◆ Texte à analyser ◆

Foucault défend son propos en distinguant le “ dispositif d’alliance ” et le “ dispositif de sexualité ”. Toutes les sociétés de l'histoire ont connu un dispositif d'alliance, c'est-à-dire un ensemble de codes qui organisent et régissent les relations acceptables entre les personnes – mariage, parenté, etc. Depuis le XVIIIème siècle, notre société a mis en place un dispositif de sexualité, c’est-à-dire un ensemble complexe et polyvalent de codes qui façonnent et contrôlent la manière dont nous comprenons et parlons de nos désirs et de nos actes sexuels.
Ces deux dispositifs convergent le plus visiblement au sein de la famille traditionnelle, qui est pour Foucault l’ancrage, le “ cristal ” de la sexualité. Les relations de pouvoir entre mari et femme, entre parents et enfants, entre la famille et le reste de la société, font de la famille un incubateur particulièrement dense de la sexualité moderne.

◆ Objectif de l'exercice ◆
Citez mot pour mot le passage du texte sur Foucault qui commence à « Ces deux dispositifs » et s'achève sur « la sexualité moderne. ».

◆ Extrait de données ◆
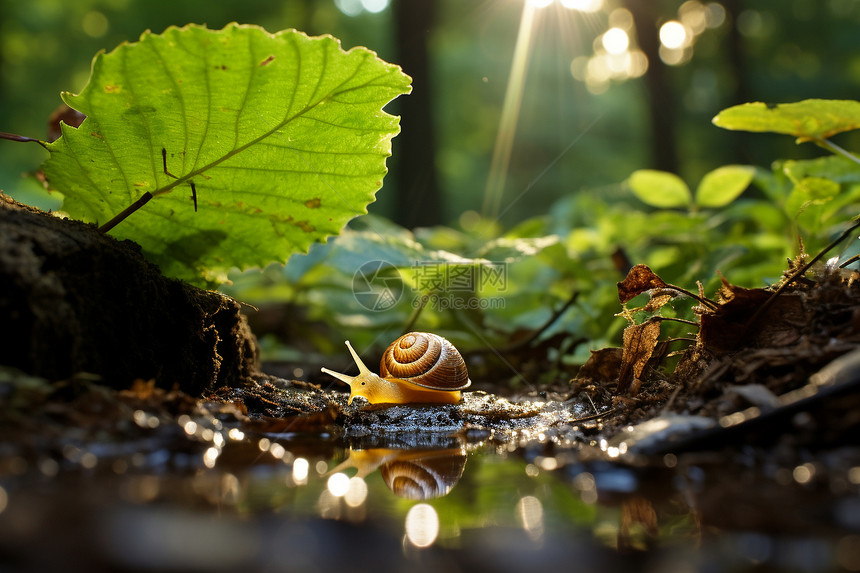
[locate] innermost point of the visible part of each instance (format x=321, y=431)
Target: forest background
x=591, y=114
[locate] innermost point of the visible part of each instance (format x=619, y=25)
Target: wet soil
x=178, y=454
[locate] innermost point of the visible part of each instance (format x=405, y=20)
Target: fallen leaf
x=640, y=340
x=640, y=279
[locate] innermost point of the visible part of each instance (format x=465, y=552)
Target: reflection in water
x=412, y=474
x=422, y=525
x=300, y=471
x=530, y=515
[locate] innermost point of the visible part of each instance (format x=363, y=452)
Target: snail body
x=417, y=367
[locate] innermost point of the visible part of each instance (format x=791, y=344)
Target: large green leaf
x=811, y=119
x=283, y=136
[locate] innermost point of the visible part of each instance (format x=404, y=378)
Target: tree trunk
x=75, y=300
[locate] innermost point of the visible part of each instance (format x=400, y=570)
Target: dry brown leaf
x=640, y=340
x=640, y=279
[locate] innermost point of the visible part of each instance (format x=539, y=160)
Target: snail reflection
x=412, y=474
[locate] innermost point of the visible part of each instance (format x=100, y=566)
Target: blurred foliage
x=566, y=212
x=653, y=219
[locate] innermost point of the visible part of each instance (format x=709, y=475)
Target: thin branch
x=144, y=199
x=702, y=300
x=794, y=276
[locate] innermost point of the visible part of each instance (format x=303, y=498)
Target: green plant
x=216, y=149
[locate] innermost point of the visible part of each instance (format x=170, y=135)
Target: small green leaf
x=807, y=120
x=282, y=135
x=723, y=185
x=660, y=188
x=808, y=192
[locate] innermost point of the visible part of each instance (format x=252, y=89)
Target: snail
x=412, y=474
x=417, y=367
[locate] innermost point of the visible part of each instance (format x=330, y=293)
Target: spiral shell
x=426, y=477
x=427, y=360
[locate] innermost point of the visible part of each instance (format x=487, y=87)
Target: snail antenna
x=362, y=369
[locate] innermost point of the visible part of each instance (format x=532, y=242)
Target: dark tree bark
x=418, y=202
x=74, y=300
x=661, y=99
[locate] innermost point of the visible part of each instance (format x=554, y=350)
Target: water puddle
x=154, y=481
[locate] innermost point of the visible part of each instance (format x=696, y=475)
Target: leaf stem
x=144, y=199
x=799, y=272
x=21, y=138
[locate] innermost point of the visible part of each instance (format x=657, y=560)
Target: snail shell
x=427, y=360
x=418, y=367
x=429, y=476
x=412, y=474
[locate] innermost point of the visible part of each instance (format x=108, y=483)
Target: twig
x=144, y=199
x=793, y=277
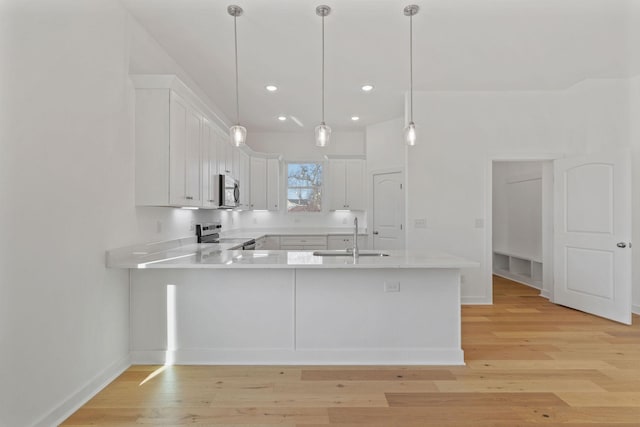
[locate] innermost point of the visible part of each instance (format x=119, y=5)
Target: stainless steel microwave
x=228, y=192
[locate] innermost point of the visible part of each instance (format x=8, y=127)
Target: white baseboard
x=476, y=301
x=384, y=356
x=71, y=404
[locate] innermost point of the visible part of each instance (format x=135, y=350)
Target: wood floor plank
x=408, y=400
x=377, y=375
x=528, y=363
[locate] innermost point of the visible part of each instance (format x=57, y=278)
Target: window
x=304, y=187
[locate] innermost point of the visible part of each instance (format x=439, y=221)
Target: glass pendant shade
x=323, y=134
x=238, y=135
x=410, y=134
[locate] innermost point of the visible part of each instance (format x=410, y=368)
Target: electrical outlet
x=392, y=286
x=420, y=223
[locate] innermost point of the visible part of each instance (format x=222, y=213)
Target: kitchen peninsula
x=206, y=304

◆ La réponse ◆
Ces deux dispositifs convergent le plus visiblement au sein de la famille traditionnelle, qui est pour Foucault l’ancrage, le “ cristal ” de la sexualité. Les relations de pouvoir entre mari et femme, entre parents et enfants, entre la famille et le reste de la société, font de la famille un incubateur particulièrement dense de la sexualité moderne.